• _Page text_
A person who uses a GPS from my place to work would probably be 5-10 minutes slower than me purely because of poor lane selection.  So “mimicking” someone else's route in the hope of emulating them isn’t going to work without critical thinking and timing.
The same principle applies to BJJ.  Finding those paths of least resistance, and almost anticipating them before they happen takes a lot of time and attention to detail.  I’m slowly learning this,  unfortunately I’m still stuck in the “Oh crap, I should have gone into that lane”.
For me, one aspect is that of using my hips to do the work for me.  From day one I’ve had it spoken to death, but emulating everyone else I fell into similar traps.  While we all knew that, do you think we really did that in an active wrestle?  Take breaking open someone’s closed guard by using your hips and knee to force them open.  It works sometimes, but you get these strong persistent guys that just hold on for dear life. For me it turned into a battle of muscle.  Could I muscle their hips to the ground while pushing that knee down or could they slide up and just keep resisting.
Well a break through occurred last night, and that was try to break their guard using your hips and if that fails transitioning to the other side to repeat the same movement, the effect is cumulative in the space generated between your hips.  There are more subtle details but my partner (massively strong legs) just could not resist as more and more space is generated between our hips.  The advantage was it also took zero effort on my behalf.

• _Stated problem_
Can you repeat the BJJ passage word for word, starting at "The same principle" and ending at "just keep resisting."? The data items are separate material from the BJJ passage.

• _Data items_
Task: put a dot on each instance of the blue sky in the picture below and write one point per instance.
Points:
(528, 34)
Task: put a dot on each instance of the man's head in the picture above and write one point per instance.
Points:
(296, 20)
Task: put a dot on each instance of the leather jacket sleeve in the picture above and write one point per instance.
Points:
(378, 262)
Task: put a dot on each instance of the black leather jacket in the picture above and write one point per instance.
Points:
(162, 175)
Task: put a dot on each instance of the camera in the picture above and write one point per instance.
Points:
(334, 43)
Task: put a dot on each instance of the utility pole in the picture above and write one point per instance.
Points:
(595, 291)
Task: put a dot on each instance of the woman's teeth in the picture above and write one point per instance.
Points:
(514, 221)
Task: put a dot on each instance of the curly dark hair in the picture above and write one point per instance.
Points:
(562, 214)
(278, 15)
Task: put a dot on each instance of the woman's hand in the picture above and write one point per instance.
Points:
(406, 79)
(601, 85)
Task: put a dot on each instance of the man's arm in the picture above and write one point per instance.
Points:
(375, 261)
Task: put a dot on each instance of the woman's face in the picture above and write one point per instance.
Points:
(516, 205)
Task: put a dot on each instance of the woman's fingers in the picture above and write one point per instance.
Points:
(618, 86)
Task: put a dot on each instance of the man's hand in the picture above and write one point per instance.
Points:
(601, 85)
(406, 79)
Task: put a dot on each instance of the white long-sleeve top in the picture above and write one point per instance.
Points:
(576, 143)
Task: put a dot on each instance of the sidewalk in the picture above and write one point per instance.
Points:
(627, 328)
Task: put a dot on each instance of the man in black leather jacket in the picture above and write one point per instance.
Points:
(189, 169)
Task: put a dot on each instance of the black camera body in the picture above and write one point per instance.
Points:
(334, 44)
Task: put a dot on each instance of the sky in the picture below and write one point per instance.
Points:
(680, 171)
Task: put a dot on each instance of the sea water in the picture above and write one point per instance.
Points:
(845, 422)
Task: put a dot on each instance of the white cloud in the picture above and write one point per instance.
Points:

• _Written solution_
The same principle applies to BJJ.  Finding those paths of least resistance, and almost anticipating them before they happen takes a lot of time and attention to detail.  I’m slowly learning this,  unfortunately I’m still stuck in the “Oh crap, I should have gone into that lane”.
For me, one aspect is that of using my hips to do the work for me.  From day one I’ve had it spoken to death, but emulating everyone else I fell into similar traps.  While we all knew that, do you think we really did that in an active wrestle?  Take breaking open someone’s closed guard by using your hips and knee to force them open.  It works sometimes, but you get these strong persistent guys that just hold on for dear life. For me it turned into a battle of muscle.  Could I muscle their hips to the ground while pushing that knee down or could they slide up and just keep resisting.